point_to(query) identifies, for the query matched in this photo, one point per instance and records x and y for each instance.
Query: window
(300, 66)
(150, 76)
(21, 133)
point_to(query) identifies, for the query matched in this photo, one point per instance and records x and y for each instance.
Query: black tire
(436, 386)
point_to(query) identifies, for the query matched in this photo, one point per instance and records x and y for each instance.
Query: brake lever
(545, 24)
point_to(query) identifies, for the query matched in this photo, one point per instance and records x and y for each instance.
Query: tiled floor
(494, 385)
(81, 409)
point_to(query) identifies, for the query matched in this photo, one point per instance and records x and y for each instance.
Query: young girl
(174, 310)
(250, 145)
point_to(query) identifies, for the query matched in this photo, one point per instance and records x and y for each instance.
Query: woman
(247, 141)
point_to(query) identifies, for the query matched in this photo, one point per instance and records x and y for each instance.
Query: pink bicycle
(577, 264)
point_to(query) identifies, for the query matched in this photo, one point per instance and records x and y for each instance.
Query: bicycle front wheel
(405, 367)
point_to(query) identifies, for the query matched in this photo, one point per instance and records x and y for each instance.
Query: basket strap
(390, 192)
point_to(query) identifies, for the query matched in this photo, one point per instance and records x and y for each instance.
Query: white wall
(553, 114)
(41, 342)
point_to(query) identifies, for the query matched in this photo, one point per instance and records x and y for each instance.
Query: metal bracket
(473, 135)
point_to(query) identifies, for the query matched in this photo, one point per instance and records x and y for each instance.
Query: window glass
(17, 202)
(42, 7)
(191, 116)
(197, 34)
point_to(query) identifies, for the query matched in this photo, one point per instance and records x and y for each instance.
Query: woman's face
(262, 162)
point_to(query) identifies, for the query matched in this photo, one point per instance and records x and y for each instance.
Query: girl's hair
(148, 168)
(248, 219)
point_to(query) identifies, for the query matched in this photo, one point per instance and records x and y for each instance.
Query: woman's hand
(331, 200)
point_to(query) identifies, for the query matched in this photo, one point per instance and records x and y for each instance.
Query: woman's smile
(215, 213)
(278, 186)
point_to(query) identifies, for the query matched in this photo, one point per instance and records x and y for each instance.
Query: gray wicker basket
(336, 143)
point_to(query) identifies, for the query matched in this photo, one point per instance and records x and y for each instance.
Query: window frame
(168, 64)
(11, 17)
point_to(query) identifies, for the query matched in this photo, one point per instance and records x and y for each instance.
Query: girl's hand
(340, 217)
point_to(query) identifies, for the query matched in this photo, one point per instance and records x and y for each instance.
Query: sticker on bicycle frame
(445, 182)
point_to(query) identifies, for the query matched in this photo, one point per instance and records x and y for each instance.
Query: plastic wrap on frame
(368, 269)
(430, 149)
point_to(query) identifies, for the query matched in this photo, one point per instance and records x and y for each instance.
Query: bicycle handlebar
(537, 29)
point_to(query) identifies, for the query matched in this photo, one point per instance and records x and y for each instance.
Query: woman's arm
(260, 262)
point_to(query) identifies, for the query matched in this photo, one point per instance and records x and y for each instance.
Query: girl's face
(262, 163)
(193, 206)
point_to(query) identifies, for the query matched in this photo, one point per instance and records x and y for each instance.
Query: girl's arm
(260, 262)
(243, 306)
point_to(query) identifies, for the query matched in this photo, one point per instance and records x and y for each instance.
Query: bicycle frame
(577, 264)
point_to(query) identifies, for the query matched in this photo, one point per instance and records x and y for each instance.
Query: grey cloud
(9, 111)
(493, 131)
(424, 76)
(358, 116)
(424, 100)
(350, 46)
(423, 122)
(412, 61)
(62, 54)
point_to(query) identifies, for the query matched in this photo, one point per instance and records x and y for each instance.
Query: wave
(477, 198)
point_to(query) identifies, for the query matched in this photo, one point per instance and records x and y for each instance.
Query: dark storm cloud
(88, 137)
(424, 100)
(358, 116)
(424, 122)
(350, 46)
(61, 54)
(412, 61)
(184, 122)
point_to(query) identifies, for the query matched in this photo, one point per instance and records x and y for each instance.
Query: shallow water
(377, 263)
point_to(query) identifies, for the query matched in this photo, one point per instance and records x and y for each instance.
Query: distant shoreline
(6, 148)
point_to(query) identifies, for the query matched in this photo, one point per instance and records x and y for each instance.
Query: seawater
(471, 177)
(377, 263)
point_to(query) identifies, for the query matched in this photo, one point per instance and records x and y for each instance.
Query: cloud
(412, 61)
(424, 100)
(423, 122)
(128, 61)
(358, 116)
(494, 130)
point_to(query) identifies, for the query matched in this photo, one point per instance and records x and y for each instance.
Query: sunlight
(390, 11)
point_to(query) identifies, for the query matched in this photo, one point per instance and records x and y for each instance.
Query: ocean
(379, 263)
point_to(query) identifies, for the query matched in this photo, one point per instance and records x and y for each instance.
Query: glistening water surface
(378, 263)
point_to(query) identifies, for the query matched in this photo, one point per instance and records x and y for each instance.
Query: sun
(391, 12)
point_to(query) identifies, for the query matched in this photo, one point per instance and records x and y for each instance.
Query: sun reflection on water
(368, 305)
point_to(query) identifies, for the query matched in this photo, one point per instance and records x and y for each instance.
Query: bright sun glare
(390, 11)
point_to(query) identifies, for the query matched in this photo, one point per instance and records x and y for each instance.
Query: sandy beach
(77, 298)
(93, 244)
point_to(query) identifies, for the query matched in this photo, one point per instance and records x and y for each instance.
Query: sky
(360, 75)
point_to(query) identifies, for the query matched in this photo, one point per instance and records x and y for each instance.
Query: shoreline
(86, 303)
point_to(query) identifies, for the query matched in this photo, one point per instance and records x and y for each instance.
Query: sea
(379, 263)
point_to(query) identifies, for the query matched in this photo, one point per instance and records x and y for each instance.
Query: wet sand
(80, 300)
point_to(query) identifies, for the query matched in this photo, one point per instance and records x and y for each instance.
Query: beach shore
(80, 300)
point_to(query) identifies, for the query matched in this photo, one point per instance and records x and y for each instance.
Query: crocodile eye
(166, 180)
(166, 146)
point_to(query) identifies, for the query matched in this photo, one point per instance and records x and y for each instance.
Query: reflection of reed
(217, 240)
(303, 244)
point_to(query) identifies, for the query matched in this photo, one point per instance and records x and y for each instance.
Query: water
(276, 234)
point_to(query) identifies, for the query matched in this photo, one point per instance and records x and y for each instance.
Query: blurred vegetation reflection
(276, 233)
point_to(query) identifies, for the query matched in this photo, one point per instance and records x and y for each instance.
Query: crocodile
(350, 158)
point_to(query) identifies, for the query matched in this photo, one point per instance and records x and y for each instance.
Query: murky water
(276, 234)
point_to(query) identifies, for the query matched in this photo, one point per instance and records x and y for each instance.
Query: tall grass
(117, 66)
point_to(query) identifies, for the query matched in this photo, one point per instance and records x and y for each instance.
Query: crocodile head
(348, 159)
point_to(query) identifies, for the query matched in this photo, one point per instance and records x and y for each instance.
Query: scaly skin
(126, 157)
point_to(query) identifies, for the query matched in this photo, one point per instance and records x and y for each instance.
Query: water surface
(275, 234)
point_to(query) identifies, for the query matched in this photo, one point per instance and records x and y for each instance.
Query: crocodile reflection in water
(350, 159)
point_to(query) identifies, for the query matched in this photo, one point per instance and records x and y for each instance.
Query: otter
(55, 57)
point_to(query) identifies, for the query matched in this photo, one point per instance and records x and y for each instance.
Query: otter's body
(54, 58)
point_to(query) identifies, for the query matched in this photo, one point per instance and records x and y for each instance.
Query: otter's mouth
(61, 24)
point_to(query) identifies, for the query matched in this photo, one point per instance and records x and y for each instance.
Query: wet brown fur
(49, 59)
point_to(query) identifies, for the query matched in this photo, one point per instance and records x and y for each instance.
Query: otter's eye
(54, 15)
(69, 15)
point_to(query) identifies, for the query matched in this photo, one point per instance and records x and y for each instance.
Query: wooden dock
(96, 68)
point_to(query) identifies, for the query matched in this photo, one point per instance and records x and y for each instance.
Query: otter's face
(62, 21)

────────────────

■ Instructions for the task: Filter the material above down to the lines that contain the string "beach", and copy each of those lines. Only matches with the same uppercase and lowercase letters count.

■ Result below:
Query: sandy beach
Query: beach shore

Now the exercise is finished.